__STATED TASK__: Reproduce the items verbatim, from their first line up to and including the line containing "Outlines of the neighboring".

Shape boundary entries

====

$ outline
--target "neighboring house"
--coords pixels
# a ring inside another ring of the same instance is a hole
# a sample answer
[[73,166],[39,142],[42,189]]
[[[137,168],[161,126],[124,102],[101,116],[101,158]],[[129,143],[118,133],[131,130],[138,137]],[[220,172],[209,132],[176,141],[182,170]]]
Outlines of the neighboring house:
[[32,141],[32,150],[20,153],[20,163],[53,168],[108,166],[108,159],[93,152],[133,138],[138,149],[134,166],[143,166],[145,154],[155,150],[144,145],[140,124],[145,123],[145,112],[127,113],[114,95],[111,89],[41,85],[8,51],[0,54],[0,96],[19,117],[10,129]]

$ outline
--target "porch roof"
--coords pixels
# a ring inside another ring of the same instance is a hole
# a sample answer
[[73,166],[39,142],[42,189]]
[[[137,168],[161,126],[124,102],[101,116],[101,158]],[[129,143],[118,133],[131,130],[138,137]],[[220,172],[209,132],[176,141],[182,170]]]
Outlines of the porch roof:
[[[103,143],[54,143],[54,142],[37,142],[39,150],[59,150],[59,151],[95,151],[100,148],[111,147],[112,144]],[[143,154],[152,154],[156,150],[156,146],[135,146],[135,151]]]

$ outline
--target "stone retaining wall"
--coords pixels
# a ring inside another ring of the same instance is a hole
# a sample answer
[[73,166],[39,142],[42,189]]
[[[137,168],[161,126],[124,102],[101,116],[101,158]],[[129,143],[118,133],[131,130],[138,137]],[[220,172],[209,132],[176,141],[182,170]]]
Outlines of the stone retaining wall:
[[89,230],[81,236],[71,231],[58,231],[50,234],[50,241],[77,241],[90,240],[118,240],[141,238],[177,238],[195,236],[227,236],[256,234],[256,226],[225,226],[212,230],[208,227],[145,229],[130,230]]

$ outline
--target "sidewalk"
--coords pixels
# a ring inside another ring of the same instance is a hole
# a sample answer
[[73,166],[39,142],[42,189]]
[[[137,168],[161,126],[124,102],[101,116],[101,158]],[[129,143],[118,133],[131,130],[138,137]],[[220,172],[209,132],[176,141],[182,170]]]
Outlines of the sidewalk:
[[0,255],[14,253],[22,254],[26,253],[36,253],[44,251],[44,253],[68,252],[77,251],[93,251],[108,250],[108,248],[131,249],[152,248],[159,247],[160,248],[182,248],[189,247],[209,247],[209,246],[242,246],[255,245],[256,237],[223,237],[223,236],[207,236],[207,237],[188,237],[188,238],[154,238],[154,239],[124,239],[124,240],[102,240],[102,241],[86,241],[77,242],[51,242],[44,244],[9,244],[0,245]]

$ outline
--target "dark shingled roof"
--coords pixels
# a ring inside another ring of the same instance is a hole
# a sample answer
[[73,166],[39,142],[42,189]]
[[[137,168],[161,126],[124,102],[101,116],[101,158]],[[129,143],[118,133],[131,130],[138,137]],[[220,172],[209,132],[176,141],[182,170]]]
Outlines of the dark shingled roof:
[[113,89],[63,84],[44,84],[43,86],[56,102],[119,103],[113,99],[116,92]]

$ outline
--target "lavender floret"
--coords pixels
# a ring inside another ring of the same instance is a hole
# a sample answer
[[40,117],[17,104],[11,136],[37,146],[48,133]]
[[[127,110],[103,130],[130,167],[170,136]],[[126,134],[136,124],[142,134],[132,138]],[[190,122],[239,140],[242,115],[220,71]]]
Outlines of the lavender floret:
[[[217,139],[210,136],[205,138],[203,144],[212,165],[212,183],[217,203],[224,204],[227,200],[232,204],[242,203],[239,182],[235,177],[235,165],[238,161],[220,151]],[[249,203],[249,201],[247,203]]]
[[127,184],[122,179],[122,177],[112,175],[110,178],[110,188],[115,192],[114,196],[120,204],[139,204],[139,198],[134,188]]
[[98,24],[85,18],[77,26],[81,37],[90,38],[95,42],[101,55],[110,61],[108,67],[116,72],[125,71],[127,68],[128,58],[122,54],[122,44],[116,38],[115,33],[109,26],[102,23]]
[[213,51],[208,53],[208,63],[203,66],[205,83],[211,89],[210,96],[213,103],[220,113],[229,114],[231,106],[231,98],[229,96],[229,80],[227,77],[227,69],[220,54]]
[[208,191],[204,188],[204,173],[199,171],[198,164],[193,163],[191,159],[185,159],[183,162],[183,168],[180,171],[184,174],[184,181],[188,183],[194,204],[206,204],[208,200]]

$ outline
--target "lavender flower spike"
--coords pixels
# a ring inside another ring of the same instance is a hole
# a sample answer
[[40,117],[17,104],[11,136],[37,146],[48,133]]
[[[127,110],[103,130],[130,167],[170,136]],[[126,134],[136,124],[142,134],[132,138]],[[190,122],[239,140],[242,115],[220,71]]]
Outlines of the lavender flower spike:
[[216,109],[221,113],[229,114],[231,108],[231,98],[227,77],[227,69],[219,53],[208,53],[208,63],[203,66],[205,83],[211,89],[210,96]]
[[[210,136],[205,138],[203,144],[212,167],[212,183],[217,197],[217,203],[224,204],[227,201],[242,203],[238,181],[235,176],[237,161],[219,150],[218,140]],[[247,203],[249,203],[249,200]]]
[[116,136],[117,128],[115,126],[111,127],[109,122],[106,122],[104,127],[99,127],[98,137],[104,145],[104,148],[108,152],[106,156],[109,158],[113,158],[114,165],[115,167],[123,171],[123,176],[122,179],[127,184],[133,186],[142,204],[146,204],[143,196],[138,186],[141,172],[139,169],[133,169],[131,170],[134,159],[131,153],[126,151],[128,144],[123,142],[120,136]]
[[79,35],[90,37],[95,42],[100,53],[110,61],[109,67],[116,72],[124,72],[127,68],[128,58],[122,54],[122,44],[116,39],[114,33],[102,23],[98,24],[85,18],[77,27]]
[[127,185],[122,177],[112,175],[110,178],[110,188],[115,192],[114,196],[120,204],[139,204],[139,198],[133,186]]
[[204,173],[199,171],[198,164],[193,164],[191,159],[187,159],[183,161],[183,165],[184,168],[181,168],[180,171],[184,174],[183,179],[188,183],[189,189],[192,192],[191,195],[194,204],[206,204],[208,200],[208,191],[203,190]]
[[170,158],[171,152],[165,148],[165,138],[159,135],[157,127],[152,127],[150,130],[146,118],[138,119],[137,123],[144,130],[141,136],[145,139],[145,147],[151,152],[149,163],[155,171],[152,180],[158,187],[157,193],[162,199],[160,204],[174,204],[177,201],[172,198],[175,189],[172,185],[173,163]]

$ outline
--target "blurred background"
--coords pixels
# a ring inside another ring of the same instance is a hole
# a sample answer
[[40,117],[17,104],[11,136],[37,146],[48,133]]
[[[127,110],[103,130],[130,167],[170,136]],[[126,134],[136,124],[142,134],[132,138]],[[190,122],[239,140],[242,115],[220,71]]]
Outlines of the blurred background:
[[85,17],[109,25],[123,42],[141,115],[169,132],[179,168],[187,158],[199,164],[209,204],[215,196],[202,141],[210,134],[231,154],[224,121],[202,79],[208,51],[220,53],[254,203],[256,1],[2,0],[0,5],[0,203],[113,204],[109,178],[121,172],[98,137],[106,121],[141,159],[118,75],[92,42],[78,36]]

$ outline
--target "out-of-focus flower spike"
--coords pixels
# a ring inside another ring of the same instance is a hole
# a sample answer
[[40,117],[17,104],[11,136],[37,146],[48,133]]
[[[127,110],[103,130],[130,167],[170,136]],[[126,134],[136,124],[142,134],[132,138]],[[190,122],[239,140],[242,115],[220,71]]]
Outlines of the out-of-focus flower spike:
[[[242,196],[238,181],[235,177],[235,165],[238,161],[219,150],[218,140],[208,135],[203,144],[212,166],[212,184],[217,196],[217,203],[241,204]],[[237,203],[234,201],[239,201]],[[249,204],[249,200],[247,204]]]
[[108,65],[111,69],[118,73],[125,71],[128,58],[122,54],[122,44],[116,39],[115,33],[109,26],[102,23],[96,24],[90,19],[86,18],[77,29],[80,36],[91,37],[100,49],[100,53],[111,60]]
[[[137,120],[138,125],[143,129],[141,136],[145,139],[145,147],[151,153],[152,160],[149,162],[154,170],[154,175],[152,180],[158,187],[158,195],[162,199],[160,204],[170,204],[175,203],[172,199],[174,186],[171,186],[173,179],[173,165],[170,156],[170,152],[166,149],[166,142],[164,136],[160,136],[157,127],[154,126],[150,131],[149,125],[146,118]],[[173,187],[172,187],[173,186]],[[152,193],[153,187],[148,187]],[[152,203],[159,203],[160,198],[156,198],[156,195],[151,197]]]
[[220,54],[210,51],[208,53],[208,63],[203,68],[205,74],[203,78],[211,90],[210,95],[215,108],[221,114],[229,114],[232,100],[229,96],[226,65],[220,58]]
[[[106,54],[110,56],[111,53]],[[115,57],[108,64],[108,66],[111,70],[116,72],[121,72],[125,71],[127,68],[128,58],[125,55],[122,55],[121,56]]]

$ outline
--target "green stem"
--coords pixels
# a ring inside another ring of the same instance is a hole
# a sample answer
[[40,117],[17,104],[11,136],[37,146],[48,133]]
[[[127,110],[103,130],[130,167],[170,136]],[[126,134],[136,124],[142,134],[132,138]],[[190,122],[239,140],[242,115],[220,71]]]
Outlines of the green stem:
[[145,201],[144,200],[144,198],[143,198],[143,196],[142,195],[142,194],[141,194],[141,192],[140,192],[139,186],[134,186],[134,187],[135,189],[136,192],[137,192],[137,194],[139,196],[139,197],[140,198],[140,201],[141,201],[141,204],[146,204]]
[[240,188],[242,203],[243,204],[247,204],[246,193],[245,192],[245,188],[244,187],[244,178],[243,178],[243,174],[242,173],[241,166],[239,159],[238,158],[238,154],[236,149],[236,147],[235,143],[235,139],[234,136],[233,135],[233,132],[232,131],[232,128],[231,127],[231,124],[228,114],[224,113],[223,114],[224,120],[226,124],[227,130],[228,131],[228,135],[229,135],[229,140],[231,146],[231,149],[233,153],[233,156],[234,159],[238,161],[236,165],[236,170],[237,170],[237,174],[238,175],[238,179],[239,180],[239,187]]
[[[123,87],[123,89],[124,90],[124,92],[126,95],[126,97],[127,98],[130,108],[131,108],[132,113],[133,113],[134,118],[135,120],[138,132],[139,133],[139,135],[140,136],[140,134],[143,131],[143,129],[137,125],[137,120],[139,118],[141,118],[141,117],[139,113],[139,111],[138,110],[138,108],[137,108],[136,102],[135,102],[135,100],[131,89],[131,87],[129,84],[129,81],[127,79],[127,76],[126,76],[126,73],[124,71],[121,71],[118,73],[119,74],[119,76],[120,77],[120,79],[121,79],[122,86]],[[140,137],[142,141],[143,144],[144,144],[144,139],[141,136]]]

====

__WORKED SOLUTION__:
$ outline
--target "neighboring house"
--coords pixels
# a ring inside another ring of the same instance is a hole
# a sample answer
[[73,166],[39,142],[42,189]]
[[[137,168],[161,126],[124,102],[101,116],[101,158]],[[129,143],[118,133],[131,130],[138,137]],[[220,172],[209,132],[176,141],[182,170]]]
Outlines of the neighboring house:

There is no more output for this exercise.